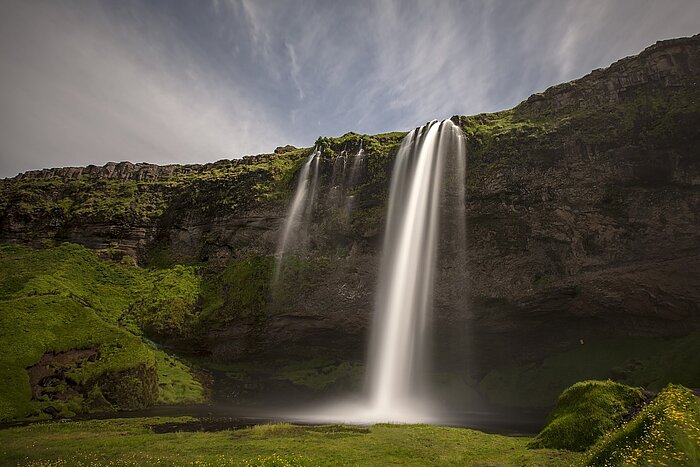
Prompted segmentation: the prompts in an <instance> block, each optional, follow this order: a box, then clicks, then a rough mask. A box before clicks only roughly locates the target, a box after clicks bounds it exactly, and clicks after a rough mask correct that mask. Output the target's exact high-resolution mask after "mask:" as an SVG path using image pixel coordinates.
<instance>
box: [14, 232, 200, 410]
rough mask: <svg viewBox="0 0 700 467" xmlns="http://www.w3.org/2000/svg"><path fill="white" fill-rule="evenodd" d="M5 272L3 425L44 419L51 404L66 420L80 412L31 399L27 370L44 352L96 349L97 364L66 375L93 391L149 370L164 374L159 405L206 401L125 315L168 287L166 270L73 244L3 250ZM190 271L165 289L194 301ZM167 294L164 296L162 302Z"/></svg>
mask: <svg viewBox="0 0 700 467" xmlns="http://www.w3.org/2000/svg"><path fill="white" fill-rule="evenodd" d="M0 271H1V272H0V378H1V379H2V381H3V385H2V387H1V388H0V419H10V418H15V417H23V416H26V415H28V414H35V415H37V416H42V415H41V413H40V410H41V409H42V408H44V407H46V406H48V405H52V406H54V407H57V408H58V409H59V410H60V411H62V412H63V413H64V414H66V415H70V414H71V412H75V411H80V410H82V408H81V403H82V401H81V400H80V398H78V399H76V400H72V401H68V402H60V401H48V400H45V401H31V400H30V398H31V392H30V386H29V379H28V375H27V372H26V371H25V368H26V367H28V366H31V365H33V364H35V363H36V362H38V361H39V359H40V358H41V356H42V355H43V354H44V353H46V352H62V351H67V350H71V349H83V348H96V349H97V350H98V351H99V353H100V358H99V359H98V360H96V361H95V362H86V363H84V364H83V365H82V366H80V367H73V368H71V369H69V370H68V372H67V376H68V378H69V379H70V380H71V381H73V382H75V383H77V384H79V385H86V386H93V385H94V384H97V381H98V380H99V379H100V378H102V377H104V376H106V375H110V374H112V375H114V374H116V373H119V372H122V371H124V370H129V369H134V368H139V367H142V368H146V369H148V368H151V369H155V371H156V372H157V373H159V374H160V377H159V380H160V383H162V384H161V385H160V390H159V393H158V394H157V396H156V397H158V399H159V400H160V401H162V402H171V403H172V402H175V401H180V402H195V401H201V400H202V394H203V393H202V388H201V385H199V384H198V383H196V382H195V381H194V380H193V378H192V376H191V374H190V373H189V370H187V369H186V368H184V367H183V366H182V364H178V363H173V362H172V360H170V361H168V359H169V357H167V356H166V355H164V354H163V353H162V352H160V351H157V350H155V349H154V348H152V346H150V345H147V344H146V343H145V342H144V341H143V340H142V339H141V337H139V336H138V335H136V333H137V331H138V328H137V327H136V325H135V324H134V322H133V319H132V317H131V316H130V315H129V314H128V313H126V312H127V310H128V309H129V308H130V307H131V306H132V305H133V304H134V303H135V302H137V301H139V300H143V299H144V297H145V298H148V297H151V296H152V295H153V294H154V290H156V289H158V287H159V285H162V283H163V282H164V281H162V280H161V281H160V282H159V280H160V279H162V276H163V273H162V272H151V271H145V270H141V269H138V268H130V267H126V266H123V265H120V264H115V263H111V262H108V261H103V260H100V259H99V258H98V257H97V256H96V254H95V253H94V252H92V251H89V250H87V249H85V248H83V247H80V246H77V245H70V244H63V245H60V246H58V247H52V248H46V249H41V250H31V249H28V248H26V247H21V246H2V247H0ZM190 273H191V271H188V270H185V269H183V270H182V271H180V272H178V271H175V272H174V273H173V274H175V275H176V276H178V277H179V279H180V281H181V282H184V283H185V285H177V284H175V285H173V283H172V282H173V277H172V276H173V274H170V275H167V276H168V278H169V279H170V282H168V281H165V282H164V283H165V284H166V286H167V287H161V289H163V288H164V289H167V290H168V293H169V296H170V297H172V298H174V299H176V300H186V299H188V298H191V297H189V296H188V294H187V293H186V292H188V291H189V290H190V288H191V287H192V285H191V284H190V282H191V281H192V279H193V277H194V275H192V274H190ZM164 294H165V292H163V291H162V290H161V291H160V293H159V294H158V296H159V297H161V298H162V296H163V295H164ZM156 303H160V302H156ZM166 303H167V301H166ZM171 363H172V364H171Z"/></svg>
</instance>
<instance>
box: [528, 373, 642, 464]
........
• _WHAT THE TASK REQUIRES_
Of the lines above, copy each that contains "instance".

• _SOLUTION TO THIS TASK_
Prompted segmentation: the prompts in an <instance> block, each optional, follow this order: a box, then clicks, then a rough mask. A box before clicks only roughly locates the target, a box after clicks bounds it exactly, and clicks after a rough mask correct that mask. Output the target's exact high-resolution mask after "mask:" as an SVG path using image pixel coordinates.
<instance>
</instance>
<instance>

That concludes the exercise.